-- WHAT THE TASK REQUIRES --
The entries below are to be retyped exactly. Preserve every word.
STUDY MATERIAL section start
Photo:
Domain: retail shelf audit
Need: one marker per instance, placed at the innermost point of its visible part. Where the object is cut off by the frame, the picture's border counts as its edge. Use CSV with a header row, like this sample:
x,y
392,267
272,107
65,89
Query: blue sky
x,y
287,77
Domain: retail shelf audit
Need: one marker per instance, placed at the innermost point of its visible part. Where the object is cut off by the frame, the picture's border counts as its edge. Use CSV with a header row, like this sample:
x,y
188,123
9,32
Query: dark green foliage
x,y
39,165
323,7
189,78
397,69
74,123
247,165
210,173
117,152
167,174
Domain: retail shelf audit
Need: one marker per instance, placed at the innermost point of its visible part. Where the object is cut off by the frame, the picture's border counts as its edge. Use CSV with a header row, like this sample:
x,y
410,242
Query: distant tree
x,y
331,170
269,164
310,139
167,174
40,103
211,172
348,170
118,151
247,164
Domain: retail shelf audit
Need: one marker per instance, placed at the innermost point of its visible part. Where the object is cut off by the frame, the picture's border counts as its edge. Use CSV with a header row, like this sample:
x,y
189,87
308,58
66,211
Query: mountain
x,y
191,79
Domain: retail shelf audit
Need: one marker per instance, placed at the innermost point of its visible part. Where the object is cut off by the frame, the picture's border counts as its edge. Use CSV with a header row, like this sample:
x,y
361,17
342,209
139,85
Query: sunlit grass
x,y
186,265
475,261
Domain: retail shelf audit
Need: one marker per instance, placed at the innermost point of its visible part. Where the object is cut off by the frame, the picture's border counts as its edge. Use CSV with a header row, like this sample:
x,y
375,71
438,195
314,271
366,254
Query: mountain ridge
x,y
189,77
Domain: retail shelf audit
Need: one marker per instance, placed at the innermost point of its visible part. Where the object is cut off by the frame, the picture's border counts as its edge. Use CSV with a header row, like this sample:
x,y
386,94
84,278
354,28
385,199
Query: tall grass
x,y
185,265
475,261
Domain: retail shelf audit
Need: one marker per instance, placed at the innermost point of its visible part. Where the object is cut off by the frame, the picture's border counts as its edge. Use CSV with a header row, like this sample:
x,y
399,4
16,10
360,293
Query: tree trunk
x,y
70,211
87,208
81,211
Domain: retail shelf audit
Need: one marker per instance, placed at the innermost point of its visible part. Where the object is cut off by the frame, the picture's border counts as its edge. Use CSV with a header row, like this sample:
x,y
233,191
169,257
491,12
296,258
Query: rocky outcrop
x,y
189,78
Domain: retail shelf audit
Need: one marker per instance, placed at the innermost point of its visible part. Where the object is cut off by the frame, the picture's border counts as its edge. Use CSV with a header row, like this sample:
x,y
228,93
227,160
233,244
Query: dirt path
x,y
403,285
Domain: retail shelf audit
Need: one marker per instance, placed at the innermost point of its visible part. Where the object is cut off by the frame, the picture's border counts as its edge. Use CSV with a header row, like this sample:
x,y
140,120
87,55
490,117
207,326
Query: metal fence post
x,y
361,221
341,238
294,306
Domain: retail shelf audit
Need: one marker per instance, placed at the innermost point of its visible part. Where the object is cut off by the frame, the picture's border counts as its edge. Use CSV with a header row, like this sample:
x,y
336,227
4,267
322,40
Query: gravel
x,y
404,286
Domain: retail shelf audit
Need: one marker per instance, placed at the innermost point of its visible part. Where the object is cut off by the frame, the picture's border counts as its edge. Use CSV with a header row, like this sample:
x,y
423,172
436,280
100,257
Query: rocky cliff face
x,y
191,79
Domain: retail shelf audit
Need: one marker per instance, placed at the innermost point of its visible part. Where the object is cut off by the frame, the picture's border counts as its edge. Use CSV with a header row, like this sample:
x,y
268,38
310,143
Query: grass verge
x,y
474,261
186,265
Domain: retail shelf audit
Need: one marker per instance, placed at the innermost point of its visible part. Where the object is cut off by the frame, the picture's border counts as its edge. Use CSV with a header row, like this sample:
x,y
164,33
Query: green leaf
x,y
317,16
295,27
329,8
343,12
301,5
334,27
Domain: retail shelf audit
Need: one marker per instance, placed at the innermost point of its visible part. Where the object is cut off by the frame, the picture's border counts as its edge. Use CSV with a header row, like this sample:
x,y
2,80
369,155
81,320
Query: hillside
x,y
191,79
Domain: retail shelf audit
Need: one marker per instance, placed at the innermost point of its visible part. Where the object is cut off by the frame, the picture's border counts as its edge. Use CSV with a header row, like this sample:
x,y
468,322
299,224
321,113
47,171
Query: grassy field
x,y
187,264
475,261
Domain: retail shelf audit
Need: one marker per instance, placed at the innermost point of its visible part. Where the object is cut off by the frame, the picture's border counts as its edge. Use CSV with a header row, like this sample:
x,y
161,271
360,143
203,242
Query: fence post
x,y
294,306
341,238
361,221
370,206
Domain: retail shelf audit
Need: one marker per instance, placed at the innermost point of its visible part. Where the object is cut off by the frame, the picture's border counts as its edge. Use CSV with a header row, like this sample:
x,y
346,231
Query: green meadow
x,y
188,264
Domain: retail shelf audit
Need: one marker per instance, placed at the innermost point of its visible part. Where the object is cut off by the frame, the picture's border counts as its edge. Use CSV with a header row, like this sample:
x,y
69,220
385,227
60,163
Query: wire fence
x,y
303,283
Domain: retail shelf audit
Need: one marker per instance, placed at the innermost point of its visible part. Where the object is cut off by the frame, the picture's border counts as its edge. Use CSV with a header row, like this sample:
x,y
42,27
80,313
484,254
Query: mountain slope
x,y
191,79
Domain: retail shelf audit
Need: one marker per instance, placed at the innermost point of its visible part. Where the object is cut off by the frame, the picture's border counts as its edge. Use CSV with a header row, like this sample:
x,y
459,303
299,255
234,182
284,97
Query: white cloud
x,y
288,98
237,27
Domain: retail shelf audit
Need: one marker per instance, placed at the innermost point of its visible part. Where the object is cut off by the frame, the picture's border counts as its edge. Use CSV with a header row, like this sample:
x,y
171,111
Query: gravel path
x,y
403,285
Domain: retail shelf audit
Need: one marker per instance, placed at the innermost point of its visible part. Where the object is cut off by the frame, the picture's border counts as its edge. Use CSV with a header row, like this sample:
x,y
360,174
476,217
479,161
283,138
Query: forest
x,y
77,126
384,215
STUDY MATERIAL section end
-- SOLUTION --
Photo:
Domain: retail shelf audit
Need: one marker per instance, placed at the innermost point of its visible part. Where the object is cut off by the frame, the picture's border counts as its edge. Use CSV with a header row, like this sample:
x,y
392,267
272,107
65,89
Query: blue sky
x,y
287,77
Domain: retail shelf audit
Need: one marker per instance, placed at the innermost point of its visible part. Where the object is cut off by the frame, the picture's border counts as its edge. Use CSV with a header row, like this sample:
x,y
188,123
9,32
Query: dark green foliage
x,y
39,165
323,7
189,78
397,69
74,123
247,165
210,173
117,152
167,174
Domain: retail shelf audit
Need: one marker per instance, placed at the innermost point of its visible part. Where the object is cut off by the frame, the picture's border counts as its edge. Use CSV with a header row, like this sample:
x,y
410,242
Query: distant tree
x,y
331,170
269,164
310,139
167,174
40,103
211,172
348,170
118,151
247,164
Domain: retail shelf audit
Need: one marker per instance, placed at the innermost point of its visible part. Where the object is cut off by the frame, the picture's border counts as its edge. Use CSV with a header row, like this sample:
x,y
189,87
308,58
66,211
Query: mountain
x,y
191,79
Domain: retail shelf audit
Need: one marker per instance, placed at the innermost point of its visible part. Where the object is cut off by the frame, the picture's border counts as its edge. Use CSV with a header row, like this sample:
x,y
361,17
342,209
139,85
Query: sunlit grass
x,y
186,265
475,261
Domain: retail shelf audit
Need: one marker per instance, placed at the innermost point of its visible part. Where the object is cut off by the frame, the picture's border counts as its edge. Use CSV with a header row, like this sample:
x,y
375,71
438,195
314,271
366,254
Query: mountain ridge
x,y
189,77
Domain: retail shelf audit
Need: one marker per instance, placed at the innermost point of its visible part. Where the object is cut off by the frame, the picture's border counts as its edge. Use CSV with a header row, like this sample:
x,y
386,94
84,278
354,28
385,199
Query: tall grass
x,y
185,265
475,261
Domain: retail shelf audit
Need: one marker per instance, placed at the innermost point of its visible part. Where the object is cut off by the frame, the picture's border counts as its edge. Use CSV with a header row, like this sample:
x,y
399,4
16,10
360,293
Query: tree trunk
x,y
70,211
87,208
81,211
Domain: retail shelf audit
Need: one marker per instance, placed at the innermost point of its visible part. Where the object is cut off by the frame, the picture's border counts as its edge. Use CSV with a header row, like this sample:
x,y
233,191
169,257
491,12
296,258
Query: rocky outcrop
x,y
189,78
Domain: retail shelf audit
Need: one marker per instance, placed at the innermost point of its visible part. Where the object is cut off by the frame, the picture's border counts as its edge. Use CSV with a header row, like this sample:
x,y
228,93
227,160
233,244
Query: dirt path
x,y
403,285
Domain: retail shelf audit
Need: one marker per instance, placed at the innermost point of its visible part. Where the object is cut off by the frame, the picture's border counts as its edge. Use CSV with a header row, like this sample:
x,y
140,120
87,55
490,117
207,326
Query: metal fence post
x,y
361,221
341,238
294,306
Domain: retail shelf audit
Need: one marker per instance, placed at the innermost point of its visible part. Where the object is cut off by the frame, the picture's border counts as its edge. Use CSV with a header row, like this sample:
x,y
336,227
4,267
322,40
Query: gravel
x,y
404,286
Domain: retail shelf audit
Need: one marker per instance, placed at the innermost point of its visible part. Where the object is cut off by the frame, the picture's border counts as its edge. Use CSV with a header row, like this sample:
x,y
423,172
436,280
100,257
Query: rocky cliff face
x,y
191,79
Domain: retail shelf audit
Need: one marker per instance, placed at the innermost point of its visible part. Where the object is cut off by the frame, the picture's border counts as its edge. Use CSV with a header row, like this sample:
x,y
268,38
310,143
Query: grass verge
x,y
474,261
186,265
Domain: retail shelf audit
Need: one marker per instance, placed at the innermost point of its visible part. Where the object is cut off by the frame, the picture's border counts as its edge. Use CSV with a header row, like this sample:
x,y
164,33
Query: green leaf
x,y
317,16
295,27
329,8
343,12
301,5
334,27
Domain: retail shelf audit
Need: one marker per instance, placed at the innermost point of its visible part. Where the object is cut off by the frame, the picture's border counts as its edge. Use CSV with a header row, like this sample:
x,y
2,80
369,155
81,320
Query: hillside
x,y
191,79
Domain: retail shelf audit
Need: one marker per instance, placed at the innermost point of its visible part. Where the object is cut off by the frame, the picture's border counts as its edge. Use CSV with a header row, like this sample:
x,y
468,322
299,224
321,113
47,171
Query: grassy field
x,y
187,264
475,261
Domain: retail shelf audit
Need: one marker per instance, placed at the innermost point of its visible part. Where the object is cut off by the frame, the picture's border counts as its edge. Use CSV with a header row, like this sample:
x,y
161,271
360,143
203,242
Query: fence post
x,y
294,306
341,238
361,221
370,206
Domain: retail shelf audit
Need: one marker per instance, placed at the innermost point of its visible part. Where the object is cut off by the frame, the picture's border counts as its edge. Use CSV with a header row, like this sample:
x,y
346,231
Query: green meadow
x,y
188,264
Domain: retail shelf audit
Need: one marker per instance, placed at the innermost point of its visible part. Where the object is cut off by the frame, the picture's border counts as its edge. Use CSV with a header row, like this sample:
x,y
69,220
385,227
60,163
Query: wire fence
x,y
303,283
Domain: retail shelf audit
Need: one marker per instance, placed at the innermost point of its visible part. Where the object is cut off by the frame, the picture's border counts as its edge. Use CSV with a header row, like this sample:
x,y
42,27
80,313
484,254
Query: mountain slope
x,y
191,79
Domain: retail shelf audit
Need: one marker per instance, placed at the innermost point of its visible part. Where the object is cut off by the frame, the picture's border counts as its edge. Use CSV with a header row, like this sample:
x,y
459,303
299,255
234,182
284,97
Query: white cloud
x,y
288,98
237,27
Domain: retail shelf audit
Need: one marker per instance, placed at the innermost point of its visible part. Where the object is cut off by the frame, the picture's border counts as its edge. Use CSV with a header row, like this sample:
x,y
171,111
Query: gravel path
x,y
403,285
Domain: retail shelf audit
Need: one marker per instance, placed at the innermost point of its visible part. Where the object is cut off by the frame, the picture's border counts as its edge. Use CSV with a header row, like this sample:
x,y
360,174
476,217
479,161
283,138
Query: forest
x,y
77,126
384,215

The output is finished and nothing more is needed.